* [Records to use]:
§

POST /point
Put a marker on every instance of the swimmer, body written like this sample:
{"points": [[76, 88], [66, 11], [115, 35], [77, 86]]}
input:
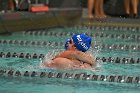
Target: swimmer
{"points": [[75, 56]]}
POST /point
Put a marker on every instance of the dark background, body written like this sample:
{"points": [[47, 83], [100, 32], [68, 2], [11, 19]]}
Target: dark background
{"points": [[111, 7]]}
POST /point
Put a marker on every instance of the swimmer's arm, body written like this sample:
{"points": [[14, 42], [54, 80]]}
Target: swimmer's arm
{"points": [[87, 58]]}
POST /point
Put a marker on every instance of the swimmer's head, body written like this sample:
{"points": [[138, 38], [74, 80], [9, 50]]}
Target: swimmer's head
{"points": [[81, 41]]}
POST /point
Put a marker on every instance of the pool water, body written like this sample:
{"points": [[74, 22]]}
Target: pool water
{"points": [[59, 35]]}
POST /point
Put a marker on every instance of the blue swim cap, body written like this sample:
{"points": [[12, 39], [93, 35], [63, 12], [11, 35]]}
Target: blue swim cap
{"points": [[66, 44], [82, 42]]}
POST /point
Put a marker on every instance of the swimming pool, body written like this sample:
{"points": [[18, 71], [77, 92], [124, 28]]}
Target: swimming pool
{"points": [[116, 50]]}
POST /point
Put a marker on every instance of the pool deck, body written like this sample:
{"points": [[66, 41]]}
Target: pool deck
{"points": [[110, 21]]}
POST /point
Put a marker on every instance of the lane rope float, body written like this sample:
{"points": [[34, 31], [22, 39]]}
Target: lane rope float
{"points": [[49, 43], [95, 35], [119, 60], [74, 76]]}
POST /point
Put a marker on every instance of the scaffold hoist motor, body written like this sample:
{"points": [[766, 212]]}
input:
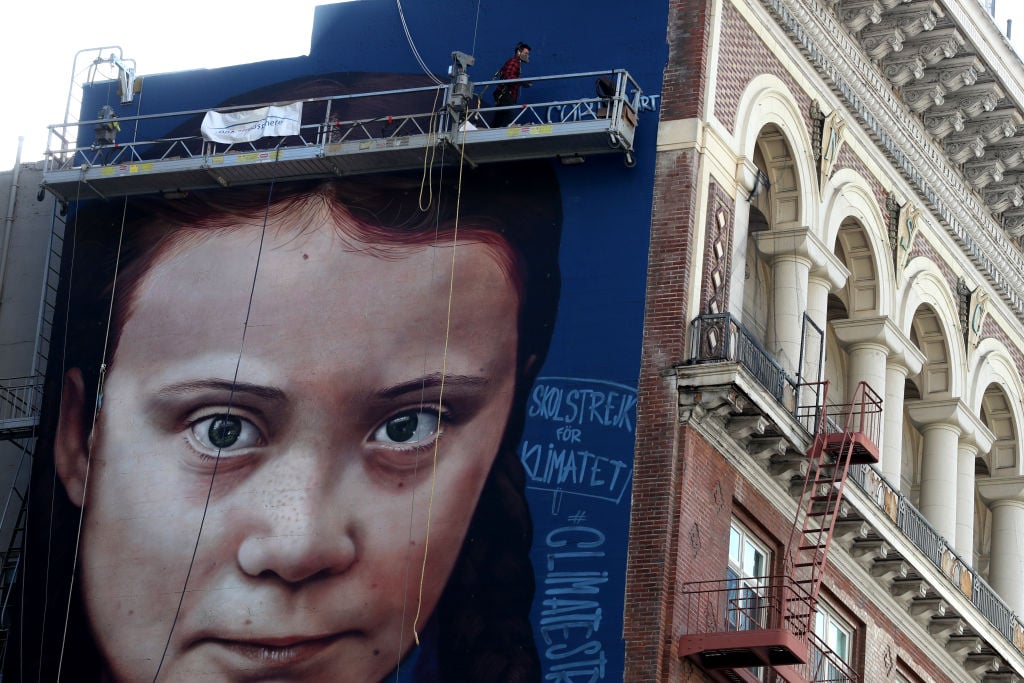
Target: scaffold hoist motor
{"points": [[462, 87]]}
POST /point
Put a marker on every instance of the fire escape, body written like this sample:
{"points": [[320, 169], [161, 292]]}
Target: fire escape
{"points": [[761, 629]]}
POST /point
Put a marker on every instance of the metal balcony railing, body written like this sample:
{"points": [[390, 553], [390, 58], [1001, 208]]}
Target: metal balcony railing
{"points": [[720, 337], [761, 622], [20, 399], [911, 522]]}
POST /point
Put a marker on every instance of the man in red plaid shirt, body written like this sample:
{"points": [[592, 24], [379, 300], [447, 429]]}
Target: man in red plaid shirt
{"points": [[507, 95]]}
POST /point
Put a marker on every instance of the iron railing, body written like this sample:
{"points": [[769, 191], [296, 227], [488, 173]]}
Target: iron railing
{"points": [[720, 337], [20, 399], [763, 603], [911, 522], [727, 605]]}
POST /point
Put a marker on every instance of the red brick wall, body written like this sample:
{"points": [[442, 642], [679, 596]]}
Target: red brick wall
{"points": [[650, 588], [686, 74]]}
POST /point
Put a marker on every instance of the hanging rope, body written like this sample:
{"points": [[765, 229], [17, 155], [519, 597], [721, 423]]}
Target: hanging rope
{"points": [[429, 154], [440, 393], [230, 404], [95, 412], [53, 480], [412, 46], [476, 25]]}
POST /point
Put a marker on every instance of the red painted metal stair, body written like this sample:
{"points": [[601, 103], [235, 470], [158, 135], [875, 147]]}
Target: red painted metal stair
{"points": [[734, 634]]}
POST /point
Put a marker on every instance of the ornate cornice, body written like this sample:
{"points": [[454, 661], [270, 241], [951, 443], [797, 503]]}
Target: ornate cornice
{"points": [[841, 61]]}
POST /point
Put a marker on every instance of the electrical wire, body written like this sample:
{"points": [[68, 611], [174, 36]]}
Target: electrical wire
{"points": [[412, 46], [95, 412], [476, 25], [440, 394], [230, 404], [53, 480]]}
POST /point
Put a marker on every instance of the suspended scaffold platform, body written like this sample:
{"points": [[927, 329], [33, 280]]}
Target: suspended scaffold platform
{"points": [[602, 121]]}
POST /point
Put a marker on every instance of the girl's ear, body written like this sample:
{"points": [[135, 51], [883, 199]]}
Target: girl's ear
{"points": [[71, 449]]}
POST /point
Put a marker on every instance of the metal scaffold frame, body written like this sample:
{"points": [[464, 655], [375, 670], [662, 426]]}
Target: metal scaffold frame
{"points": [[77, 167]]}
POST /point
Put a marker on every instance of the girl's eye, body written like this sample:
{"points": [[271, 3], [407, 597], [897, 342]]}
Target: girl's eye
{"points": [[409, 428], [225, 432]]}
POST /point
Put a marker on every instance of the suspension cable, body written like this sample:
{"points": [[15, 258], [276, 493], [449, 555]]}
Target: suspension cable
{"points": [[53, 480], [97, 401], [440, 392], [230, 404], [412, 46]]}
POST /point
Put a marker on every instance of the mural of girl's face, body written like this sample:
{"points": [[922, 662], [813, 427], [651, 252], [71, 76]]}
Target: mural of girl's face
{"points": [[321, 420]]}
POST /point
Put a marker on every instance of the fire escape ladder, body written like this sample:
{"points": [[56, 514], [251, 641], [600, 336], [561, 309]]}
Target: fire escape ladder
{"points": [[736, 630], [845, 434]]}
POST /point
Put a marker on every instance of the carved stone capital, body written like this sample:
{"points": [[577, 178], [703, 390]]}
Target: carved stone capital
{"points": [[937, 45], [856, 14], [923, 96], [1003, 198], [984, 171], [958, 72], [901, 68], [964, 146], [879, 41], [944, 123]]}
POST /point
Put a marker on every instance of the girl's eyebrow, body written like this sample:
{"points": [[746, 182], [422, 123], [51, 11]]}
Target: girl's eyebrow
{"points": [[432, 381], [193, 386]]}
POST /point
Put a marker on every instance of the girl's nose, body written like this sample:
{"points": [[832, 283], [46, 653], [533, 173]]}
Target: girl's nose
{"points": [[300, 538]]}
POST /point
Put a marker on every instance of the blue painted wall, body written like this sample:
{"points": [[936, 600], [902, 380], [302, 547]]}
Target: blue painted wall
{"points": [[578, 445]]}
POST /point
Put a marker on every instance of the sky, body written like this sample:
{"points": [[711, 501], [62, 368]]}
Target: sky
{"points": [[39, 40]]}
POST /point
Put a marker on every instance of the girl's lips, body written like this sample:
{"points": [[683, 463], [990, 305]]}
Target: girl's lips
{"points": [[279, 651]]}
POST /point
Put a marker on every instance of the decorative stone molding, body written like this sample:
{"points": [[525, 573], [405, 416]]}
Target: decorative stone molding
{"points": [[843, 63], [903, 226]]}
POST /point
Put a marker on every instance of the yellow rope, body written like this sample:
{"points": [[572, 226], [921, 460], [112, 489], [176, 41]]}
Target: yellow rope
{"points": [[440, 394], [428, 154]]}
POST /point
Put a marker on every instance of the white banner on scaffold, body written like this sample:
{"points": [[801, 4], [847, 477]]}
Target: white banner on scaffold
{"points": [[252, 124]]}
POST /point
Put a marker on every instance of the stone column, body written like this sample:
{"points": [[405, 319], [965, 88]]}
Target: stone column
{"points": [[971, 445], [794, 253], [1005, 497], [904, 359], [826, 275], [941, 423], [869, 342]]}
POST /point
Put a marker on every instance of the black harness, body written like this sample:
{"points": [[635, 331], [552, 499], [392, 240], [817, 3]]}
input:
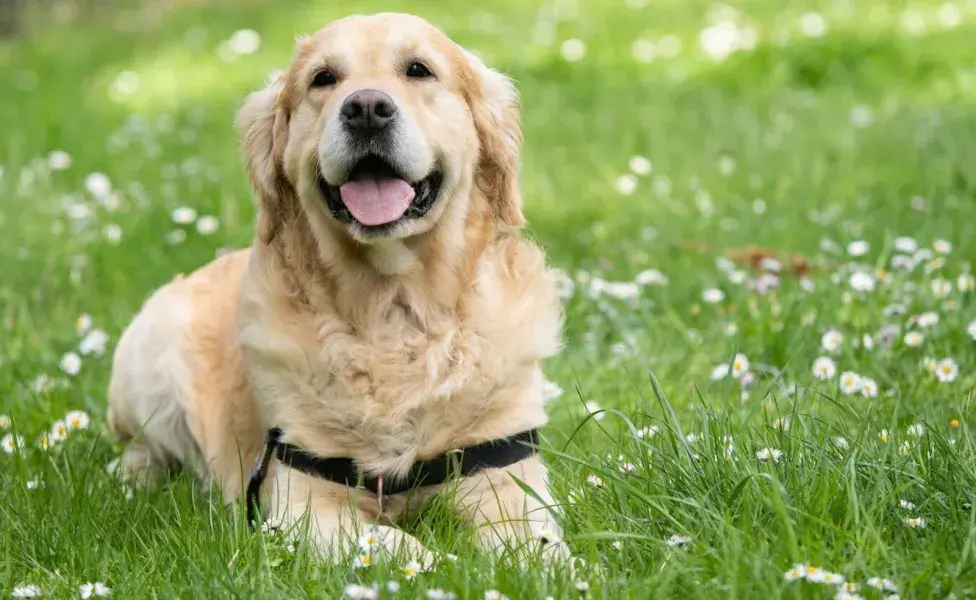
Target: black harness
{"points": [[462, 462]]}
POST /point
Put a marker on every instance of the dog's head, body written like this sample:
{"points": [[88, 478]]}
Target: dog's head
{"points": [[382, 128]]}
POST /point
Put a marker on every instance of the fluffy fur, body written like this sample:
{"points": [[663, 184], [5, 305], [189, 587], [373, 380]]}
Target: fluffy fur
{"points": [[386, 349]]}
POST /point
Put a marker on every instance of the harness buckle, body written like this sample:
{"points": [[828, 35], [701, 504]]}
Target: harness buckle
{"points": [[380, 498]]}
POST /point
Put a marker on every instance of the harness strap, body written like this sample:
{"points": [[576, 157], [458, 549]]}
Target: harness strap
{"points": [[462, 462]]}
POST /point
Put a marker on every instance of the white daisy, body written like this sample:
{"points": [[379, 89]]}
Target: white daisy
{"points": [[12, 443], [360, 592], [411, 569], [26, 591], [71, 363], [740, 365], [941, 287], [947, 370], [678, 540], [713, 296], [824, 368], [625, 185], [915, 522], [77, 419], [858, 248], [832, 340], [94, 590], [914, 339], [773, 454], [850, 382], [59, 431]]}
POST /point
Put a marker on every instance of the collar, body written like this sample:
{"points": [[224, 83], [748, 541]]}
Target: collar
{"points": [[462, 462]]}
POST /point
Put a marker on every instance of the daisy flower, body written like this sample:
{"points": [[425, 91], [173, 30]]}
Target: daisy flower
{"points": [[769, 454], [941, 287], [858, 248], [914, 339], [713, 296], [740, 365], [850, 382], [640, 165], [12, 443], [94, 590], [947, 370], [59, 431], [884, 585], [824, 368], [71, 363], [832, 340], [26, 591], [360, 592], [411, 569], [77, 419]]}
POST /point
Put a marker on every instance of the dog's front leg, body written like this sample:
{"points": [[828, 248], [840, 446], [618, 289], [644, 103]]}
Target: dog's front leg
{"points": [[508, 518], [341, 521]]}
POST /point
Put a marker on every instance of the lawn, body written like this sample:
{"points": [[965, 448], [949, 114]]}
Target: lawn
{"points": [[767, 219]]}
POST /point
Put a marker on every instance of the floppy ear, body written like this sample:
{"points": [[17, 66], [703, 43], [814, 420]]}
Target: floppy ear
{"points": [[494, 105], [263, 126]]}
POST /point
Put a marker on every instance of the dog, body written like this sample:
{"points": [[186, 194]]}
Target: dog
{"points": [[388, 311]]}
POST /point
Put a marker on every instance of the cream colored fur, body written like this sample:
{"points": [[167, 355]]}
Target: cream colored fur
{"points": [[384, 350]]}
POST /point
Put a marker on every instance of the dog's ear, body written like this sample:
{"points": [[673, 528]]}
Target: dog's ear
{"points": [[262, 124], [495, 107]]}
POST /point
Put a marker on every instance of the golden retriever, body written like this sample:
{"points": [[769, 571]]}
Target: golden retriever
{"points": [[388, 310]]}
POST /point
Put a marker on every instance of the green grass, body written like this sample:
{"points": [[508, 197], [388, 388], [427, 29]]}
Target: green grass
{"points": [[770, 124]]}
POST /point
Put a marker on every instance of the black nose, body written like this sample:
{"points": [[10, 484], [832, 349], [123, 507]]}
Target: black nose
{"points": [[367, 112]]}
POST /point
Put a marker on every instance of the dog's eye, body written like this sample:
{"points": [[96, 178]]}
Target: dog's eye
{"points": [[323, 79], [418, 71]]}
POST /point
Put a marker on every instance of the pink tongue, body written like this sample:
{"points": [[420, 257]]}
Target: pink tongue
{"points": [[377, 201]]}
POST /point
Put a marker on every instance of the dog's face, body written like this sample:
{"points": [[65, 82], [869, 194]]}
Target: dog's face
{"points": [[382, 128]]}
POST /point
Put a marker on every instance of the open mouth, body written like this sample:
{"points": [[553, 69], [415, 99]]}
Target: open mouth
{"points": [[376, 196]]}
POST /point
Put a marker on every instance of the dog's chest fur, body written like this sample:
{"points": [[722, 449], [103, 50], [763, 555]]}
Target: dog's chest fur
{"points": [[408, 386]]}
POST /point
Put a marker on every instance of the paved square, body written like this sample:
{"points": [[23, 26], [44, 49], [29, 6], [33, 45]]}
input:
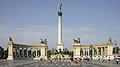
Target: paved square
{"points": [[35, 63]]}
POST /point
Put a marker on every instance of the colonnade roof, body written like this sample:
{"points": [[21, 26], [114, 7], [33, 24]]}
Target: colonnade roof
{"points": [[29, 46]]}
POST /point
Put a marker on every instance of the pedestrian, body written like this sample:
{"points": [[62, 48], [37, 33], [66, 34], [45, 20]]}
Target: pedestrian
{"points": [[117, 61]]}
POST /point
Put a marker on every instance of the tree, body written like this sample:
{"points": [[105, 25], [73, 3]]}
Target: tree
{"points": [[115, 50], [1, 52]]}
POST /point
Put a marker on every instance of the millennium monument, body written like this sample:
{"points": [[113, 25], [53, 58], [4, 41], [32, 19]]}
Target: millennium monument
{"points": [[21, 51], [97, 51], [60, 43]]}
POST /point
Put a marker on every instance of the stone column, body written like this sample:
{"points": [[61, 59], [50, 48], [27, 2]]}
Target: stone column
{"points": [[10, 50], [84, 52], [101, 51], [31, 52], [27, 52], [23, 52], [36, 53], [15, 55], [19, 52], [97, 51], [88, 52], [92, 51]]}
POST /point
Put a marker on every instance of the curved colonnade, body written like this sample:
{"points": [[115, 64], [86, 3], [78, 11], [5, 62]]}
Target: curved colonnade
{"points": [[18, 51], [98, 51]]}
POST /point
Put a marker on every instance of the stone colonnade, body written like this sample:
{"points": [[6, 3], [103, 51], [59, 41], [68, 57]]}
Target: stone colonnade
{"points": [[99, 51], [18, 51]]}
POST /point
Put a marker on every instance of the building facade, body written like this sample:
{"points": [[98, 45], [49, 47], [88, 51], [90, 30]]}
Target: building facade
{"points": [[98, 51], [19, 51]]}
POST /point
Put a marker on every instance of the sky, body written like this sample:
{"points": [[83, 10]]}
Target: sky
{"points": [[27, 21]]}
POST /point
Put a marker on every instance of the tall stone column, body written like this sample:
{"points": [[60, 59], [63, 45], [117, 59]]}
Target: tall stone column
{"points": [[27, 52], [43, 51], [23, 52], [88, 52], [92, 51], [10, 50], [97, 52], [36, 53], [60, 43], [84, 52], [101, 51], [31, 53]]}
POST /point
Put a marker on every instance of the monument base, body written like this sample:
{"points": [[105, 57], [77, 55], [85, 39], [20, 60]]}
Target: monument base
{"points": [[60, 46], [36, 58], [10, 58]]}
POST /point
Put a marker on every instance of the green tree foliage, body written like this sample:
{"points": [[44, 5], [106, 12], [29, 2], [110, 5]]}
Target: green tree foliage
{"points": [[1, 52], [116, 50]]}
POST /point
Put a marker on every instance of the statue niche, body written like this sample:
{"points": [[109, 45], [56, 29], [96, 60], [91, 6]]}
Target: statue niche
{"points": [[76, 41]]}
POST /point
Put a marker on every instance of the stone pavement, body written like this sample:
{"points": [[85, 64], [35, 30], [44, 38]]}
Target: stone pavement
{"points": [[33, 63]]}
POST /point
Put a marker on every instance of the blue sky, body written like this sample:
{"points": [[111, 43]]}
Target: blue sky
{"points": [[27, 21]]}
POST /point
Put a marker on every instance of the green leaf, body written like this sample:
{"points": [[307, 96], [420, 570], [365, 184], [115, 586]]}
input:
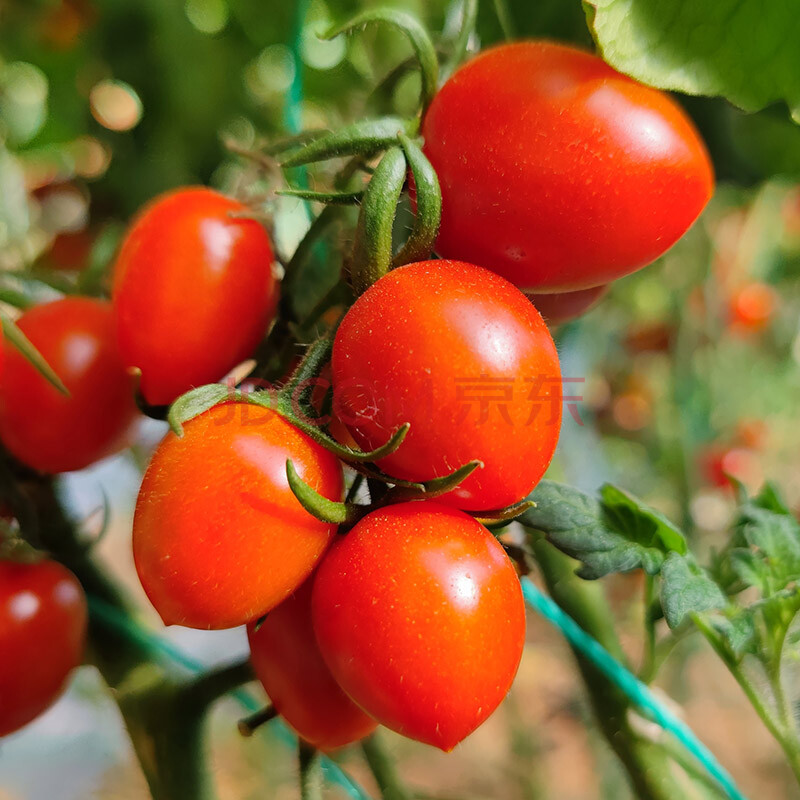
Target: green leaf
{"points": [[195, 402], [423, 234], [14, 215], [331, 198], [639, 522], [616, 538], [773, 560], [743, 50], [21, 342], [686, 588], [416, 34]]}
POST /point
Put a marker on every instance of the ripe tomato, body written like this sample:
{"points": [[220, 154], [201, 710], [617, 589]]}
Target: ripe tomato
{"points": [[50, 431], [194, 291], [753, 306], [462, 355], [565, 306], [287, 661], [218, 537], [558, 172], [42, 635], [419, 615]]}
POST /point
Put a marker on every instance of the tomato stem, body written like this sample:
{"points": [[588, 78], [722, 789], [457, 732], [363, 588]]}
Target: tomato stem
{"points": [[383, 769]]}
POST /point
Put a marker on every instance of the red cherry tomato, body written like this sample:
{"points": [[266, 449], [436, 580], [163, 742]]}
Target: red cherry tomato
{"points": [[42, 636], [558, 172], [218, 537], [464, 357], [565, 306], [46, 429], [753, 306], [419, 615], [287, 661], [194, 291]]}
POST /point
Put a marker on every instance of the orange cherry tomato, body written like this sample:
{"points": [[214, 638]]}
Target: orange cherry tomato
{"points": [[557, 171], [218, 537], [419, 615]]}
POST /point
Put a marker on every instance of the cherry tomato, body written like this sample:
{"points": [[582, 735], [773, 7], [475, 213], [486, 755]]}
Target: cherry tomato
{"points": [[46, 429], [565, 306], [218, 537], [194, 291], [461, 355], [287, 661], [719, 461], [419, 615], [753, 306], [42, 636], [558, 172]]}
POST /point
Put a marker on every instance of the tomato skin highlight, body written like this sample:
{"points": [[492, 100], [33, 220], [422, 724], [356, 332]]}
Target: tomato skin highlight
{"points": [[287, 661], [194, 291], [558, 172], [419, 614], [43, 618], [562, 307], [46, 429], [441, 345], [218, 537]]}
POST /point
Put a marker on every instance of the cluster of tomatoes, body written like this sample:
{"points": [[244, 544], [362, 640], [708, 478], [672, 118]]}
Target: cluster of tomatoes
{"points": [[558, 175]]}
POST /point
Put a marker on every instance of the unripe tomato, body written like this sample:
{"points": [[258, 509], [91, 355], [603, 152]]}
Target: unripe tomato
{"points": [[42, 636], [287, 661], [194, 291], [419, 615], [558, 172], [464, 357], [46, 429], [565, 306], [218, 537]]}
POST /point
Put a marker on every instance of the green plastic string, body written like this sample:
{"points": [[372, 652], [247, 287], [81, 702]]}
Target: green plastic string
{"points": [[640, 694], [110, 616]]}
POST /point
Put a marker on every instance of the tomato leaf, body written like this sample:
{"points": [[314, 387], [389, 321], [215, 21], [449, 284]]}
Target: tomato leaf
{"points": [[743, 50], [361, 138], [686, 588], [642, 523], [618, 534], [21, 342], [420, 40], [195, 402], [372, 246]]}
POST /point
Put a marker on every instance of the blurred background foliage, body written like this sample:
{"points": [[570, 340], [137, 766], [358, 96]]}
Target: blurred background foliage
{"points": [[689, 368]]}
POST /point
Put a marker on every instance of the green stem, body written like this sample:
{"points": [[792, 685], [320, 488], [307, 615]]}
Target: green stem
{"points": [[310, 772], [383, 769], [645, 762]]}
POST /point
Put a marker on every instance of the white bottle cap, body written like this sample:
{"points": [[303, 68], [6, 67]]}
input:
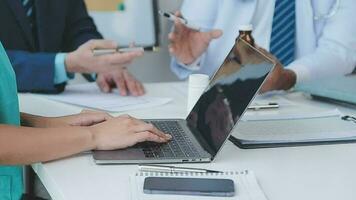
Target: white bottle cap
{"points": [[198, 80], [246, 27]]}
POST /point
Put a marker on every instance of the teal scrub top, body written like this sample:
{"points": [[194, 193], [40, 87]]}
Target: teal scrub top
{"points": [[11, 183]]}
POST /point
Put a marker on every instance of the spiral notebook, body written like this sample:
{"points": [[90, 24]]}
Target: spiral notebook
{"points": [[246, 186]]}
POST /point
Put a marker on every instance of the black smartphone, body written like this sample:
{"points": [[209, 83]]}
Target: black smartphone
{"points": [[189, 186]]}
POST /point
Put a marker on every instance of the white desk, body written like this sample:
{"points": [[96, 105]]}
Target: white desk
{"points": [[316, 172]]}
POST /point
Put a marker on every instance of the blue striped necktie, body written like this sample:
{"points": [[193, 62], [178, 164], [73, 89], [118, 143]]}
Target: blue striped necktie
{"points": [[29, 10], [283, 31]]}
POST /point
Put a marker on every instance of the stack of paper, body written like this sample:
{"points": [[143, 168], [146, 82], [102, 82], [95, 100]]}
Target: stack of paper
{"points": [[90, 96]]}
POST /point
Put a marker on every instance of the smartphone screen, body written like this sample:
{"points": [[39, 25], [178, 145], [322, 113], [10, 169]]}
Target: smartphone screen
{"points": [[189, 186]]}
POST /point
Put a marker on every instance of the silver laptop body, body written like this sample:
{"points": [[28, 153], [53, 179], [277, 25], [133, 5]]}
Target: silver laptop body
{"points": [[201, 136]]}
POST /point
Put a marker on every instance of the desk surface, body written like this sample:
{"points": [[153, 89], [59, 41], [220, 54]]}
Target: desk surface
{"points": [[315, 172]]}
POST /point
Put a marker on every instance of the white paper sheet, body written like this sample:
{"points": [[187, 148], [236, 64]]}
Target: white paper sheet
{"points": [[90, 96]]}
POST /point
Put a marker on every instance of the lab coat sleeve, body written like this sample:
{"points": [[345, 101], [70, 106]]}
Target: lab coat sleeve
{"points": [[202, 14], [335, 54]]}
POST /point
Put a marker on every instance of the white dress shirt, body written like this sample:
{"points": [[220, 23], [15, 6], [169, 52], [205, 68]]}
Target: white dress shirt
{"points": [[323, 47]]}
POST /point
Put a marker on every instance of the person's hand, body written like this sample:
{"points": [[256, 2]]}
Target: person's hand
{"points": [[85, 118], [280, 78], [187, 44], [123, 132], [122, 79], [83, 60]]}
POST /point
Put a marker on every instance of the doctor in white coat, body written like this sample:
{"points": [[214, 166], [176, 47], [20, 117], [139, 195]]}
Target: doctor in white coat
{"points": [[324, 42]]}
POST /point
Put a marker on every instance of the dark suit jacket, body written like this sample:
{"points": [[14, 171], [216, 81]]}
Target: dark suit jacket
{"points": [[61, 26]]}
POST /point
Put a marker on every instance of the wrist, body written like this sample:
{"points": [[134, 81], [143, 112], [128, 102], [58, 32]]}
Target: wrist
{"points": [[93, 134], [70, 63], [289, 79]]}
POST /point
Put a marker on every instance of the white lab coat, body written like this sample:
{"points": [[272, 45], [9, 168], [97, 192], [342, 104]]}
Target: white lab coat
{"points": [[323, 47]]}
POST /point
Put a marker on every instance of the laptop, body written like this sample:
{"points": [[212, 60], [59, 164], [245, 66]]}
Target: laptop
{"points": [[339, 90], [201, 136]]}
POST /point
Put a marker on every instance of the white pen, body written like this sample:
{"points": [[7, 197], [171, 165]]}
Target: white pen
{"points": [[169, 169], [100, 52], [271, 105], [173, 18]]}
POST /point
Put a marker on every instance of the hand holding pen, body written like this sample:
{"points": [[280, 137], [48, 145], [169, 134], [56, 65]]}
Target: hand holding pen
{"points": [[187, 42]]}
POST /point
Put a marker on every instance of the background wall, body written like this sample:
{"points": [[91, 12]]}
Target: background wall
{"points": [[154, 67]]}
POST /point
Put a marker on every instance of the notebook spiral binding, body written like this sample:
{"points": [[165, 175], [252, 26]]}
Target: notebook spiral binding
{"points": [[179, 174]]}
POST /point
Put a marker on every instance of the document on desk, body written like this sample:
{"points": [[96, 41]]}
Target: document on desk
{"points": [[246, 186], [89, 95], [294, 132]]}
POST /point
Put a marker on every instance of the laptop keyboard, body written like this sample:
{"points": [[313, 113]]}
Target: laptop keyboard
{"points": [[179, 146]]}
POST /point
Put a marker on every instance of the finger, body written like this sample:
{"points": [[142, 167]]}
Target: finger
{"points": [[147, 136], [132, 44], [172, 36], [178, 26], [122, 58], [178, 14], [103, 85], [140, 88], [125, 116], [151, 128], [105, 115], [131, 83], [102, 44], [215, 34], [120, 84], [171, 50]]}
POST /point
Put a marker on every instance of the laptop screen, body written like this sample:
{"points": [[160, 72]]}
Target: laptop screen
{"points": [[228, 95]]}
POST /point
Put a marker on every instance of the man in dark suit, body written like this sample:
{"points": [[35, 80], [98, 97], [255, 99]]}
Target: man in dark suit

§

* [What this task involves]: Report every line in the entries above that contains the string "hanging", counting only matches with the same capitalization.

* [Answer below]:
Put a marker on every instance of the hanging rope, body written like this sample:
Target: hanging rope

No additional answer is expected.